* **Required work**
Quote the lines of the data below verbatim, beginning at the line that contains "Expected behaviour: for every instance of the sky, place" and ending at the last line, both included, and excluding pictures.
-- Start of Extracted data --
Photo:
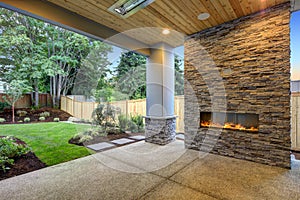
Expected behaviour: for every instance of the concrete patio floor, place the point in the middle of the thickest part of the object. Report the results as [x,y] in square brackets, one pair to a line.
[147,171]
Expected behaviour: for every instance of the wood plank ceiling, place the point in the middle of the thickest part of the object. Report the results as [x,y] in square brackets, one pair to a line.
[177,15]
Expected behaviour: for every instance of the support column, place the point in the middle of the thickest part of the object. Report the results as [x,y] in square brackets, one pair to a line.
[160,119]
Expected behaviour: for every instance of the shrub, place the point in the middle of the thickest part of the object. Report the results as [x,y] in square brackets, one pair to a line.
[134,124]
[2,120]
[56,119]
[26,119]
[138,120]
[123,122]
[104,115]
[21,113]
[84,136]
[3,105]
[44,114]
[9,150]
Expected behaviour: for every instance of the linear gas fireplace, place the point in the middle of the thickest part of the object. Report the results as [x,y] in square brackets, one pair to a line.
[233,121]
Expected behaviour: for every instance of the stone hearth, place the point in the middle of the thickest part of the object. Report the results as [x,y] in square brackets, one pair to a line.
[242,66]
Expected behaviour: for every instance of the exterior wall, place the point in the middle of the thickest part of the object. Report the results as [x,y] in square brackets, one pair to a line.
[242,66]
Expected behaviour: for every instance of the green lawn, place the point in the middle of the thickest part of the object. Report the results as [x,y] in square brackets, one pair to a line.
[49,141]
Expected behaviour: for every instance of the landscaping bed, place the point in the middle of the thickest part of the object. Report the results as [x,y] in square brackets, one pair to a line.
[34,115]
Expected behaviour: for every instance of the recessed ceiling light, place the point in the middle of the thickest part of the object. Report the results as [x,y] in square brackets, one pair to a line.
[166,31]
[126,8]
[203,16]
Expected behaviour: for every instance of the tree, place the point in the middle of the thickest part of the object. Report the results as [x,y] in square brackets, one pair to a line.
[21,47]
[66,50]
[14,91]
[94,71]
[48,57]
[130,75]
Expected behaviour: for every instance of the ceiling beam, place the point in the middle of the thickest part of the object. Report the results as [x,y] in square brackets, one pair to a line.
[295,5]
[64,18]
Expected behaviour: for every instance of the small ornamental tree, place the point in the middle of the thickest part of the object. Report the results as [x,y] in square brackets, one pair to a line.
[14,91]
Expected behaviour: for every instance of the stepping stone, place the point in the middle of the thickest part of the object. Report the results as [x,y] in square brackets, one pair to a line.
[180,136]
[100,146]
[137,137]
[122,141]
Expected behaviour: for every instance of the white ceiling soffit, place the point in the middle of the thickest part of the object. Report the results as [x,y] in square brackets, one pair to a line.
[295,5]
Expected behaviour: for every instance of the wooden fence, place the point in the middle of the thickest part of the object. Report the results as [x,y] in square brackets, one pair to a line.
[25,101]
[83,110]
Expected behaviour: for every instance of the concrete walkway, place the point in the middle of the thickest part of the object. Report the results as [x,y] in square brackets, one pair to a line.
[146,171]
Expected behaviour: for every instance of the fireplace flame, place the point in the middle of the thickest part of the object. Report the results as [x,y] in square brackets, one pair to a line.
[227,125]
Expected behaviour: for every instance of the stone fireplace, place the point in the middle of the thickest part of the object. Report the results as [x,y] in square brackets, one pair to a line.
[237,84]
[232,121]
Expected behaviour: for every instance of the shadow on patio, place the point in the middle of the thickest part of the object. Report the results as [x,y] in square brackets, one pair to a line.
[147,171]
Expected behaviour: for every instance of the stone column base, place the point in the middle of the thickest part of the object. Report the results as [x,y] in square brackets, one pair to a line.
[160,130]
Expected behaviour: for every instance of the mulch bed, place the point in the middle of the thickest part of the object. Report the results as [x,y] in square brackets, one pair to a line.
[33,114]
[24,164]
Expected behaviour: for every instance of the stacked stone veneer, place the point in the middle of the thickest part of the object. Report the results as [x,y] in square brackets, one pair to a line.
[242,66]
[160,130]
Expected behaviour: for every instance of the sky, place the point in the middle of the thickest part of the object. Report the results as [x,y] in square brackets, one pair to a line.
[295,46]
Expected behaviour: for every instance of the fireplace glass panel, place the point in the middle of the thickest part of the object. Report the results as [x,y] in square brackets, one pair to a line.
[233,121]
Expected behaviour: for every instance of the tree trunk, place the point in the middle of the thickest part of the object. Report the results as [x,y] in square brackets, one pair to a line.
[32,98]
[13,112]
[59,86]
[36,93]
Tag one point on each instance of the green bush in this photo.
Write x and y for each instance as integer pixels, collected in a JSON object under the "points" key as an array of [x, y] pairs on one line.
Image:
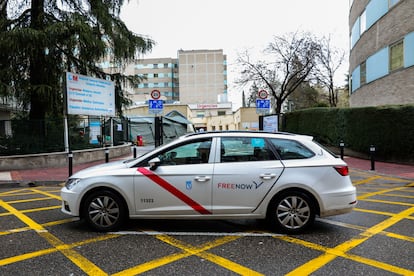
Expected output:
-- End of Extracted data --
* **Answer for the task**
Expected behaviour: for every instance of the sky, place the point in the middle of the thickest part of the object. Report the results as [x,y] in square brackets, one pair to a line.
[295,46]
Expected behaviour: for every instance of the fireplace glass panel, place the point in the middle of the thickest part of the object. Report the results as [x,y] in square brackets, one pair to a line.
[233,121]
Expected behaviour: for every instance of the tree trunk, place the point in the middle of the thickest part of the object. Report the results as [x,y] in square brackets, one pair to a line.
[32,98]
[13,112]
[59,86]
[36,93]
Tag one point on each instance of the green bush in this photo.
Write x and y for each instance as integer pixels, collected in a JSON object under the "points" key as an array of [x, y] pairs on one line.
Image:
Expected output:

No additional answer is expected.